Showing posts with label weightloss. Show all posts
Showing posts with label weightloss. Show all posts

Thursday, April 15, 2010

Black out

1st things 1st, HAPPY BIRTHDAY to my sweetie pie hubby.  We are in the twilight 2 weeks of where you are officially 2 years older than me!  But for today, you can be 29 again...just for today. :)

The Biggest Loser was a bit of a roller coaster for me this week.  I wonder if I can remember it all...seems like it started out with a reward challenge - something to do with quarters, and holding them on a tray.  Whoever held their tray up the longest won. I loved that Sam's whole objective was not being the 1st one to drop, and he was immediately the 2nd!  Ha ha!  I didn't realize this at the time, but the whole point of this challenge was that someone would trade all the quarters for $10 or something, so if you put on 100 quarters you'd win $1000 - I think that adds up.  Anyways, I don't mean to throw her under the bus or anything (she's Matt's #1), but I didn't see why Sunshine was getting so EMOTIONAL about keeping up the tray.  I mean c'mon...she was crying and moaning and SWEATING...I was over it.  BTW, Michael (Go White!) won!!  Hooray!

Actually, it seemed like a lot of the episode was centered around Sunshine, now that I think of it.  The next challenge was out in the rain and it was for 2 cars.  The contestants had to run up a hill to get to pull a key from a balloon, run back to both of the cars and try it out.  Black girl won the 1st car, and O'neil won the 2nd car, which he said was for Sunshine, and she was very excited....good for her.

But then came the last chance work out...and I think that Sunshine has gotten a little smug and full of herself...she was saying things in the interview like "c'mon Jillian...work me out"...I dunno...something about her is rubbing me the wrong way...and then it was as though all of that smugness caught up with her at the weigh in, cause she only lost like 3 pounds and was at the bottom of the list for a very long time, and was looking PATHETIC the whole entire time.  IN FACT, she had to roll her eyes and mutter under her breath when Sam got up to weigh in and was saying 'please' to letting him lose more than 3 lbs...with such a huge weigh-in last week...I thought the 'please' was appropriate.  To everyone's "shock" he lost a big ol goose egg - yep 0...and we all know that he works out HARD.  Anyways, Black girl and Sam ended up being in the bottom two - even though Sunshine practically laid down on the ground and had a tantrum...ugh.  Not impressed.

::::::

■ INSTRUCTION ■
Copy the blog post between "1st things 1st, HAPPY" and "for today. :)", inclusive, swapping "hubby" for "husband".

::::::

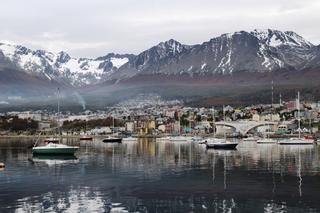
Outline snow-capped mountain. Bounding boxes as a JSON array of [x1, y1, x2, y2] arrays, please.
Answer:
[[0, 43, 133, 87], [111, 29, 318, 79], [0, 29, 320, 87]]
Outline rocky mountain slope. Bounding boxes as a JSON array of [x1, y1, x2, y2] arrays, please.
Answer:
[[110, 29, 319, 80], [0, 43, 133, 87]]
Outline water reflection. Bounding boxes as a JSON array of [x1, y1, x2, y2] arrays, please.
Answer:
[[0, 139, 320, 212]]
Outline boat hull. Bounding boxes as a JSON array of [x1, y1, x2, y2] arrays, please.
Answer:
[[102, 138, 122, 143], [80, 137, 93, 141], [257, 139, 277, 144], [206, 143, 238, 149], [32, 147, 79, 155], [278, 142, 314, 145]]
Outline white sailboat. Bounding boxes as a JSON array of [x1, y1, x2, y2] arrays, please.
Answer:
[[32, 88, 79, 155], [279, 92, 314, 145], [102, 116, 122, 143], [257, 81, 277, 144], [206, 106, 238, 149]]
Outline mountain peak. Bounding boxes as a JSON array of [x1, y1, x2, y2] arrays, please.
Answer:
[[250, 29, 314, 48]]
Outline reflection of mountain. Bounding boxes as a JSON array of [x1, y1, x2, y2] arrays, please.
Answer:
[[0, 140, 320, 212]]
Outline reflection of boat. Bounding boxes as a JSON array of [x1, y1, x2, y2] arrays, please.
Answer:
[[257, 138, 277, 144], [102, 136, 122, 143], [80, 135, 93, 141]]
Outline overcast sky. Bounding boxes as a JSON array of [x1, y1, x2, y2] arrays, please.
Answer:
[[0, 0, 320, 57]]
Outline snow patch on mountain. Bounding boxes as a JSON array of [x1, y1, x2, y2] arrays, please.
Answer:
[[0, 43, 129, 86]]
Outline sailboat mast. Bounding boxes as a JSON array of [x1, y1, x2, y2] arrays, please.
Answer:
[[212, 107, 216, 137], [57, 87, 61, 136], [297, 91, 301, 138], [222, 105, 227, 139], [271, 80, 273, 112]]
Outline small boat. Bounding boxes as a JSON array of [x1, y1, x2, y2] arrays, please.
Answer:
[[122, 137, 138, 142], [278, 92, 314, 145], [257, 138, 277, 144], [32, 143, 79, 155], [102, 136, 122, 143], [43, 137, 59, 143], [156, 136, 170, 142], [30, 154, 79, 166], [32, 88, 79, 155], [304, 135, 317, 141], [206, 140, 238, 149], [169, 136, 191, 142], [191, 136, 203, 143], [80, 135, 93, 141], [206, 106, 238, 149], [278, 138, 314, 145], [242, 137, 259, 142]]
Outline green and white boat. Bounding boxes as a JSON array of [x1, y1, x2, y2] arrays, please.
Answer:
[[32, 143, 79, 155]]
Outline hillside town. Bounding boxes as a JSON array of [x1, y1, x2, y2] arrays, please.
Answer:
[[0, 94, 320, 137]]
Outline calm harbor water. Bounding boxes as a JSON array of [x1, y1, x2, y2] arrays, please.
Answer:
[[0, 139, 320, 212]]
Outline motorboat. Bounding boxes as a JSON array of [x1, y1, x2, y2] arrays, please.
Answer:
[[122, 136, 138, 142], [242, 137, 259, 142], [43, 137, 60, 144], [191, 136, 203, 143], [156, 136, 170, 142], [32, 143, 79, 155], [278, 138, 314, 145], [206, 140, 238, 149], [102, 136, 122, 143], [257, 138, 278, 144], [80, 135, 93, 141], [169, 136, 191, 142]]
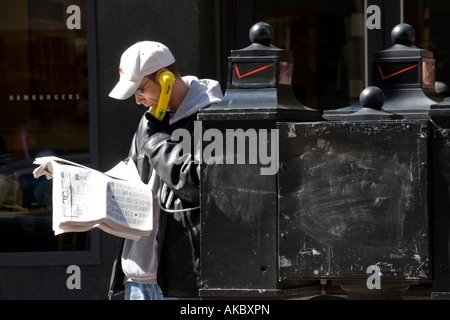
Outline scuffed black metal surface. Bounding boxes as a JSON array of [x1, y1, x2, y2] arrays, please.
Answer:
[[278, 120, 431, 279]]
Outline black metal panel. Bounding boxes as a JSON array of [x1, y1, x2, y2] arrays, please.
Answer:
[[279, 120, 431, 279], [201, 121, 278, 294]]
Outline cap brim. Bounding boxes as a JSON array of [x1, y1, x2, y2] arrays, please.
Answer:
[[109, 80, 141, 100]]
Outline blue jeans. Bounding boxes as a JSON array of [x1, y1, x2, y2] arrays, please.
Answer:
[[125, 282, 165, 300]]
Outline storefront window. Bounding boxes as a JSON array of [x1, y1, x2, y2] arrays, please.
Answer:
[[0, 0, 90, 253], [254, 0, 365, 109]]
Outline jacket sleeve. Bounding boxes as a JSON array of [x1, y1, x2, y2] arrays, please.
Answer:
[[143, 118, 200, 204]]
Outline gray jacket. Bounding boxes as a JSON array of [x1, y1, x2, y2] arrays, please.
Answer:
[[111, 76, 223, 297]]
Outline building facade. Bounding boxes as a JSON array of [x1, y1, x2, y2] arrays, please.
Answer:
[[0, 0, 450, 300]]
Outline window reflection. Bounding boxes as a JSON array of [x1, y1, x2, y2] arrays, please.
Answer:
[[0, 0, 90, 252]]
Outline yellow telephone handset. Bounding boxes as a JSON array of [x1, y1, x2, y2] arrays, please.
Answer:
[[150, 70, 175, 121]]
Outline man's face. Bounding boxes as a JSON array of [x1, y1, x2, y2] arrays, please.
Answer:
[[134, 77, 161, 108]]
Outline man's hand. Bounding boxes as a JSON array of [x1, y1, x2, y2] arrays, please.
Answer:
[[145, 112, 170, 137]]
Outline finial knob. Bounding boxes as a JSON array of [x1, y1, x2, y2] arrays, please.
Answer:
[[391, 23, 416, 47], [249, 22, 273, 47], [359, 86, 385, 110]]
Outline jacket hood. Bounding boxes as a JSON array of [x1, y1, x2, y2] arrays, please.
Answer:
[[170, 76, 223, 124]]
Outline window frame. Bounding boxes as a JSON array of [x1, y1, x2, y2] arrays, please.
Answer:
[[0, 0, 101, 267]]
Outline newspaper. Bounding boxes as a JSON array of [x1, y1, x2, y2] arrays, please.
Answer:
[[33, 156, 153, 240]]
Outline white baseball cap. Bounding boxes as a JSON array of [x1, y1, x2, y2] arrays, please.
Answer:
[[109, 41, 175, 100]]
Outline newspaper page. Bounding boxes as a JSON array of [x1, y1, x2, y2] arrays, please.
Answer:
[[34, 157, 153, 240]]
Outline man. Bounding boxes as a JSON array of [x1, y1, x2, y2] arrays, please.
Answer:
[[109, 41, 223, 299]]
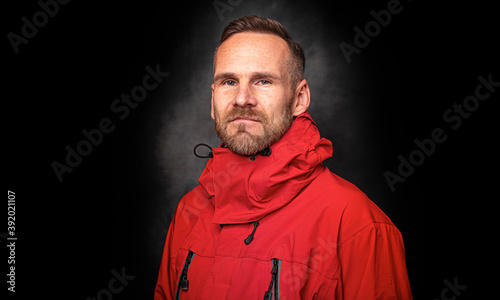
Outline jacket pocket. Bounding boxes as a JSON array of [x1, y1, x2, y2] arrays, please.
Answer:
[[264, 258, 281, 300], [175, 250, 194, 300]]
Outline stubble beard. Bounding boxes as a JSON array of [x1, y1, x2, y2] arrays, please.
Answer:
[[215, 101, 293, 155]]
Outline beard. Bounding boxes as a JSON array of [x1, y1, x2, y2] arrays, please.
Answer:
[[215, 101, 293, 155]]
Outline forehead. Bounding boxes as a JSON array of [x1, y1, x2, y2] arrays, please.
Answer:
[[214, 32, 290, 74]]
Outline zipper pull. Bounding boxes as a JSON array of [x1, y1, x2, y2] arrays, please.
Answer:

::::::

■ COMPLETE RESPONSE ■
1st things 1st, HAPPY BIRTHDAY to my sweetie pie husband.  We are in the twilight 2 weeks of where you are officially 2 years older than me!  But for today, you can be 29 again...just for today. :)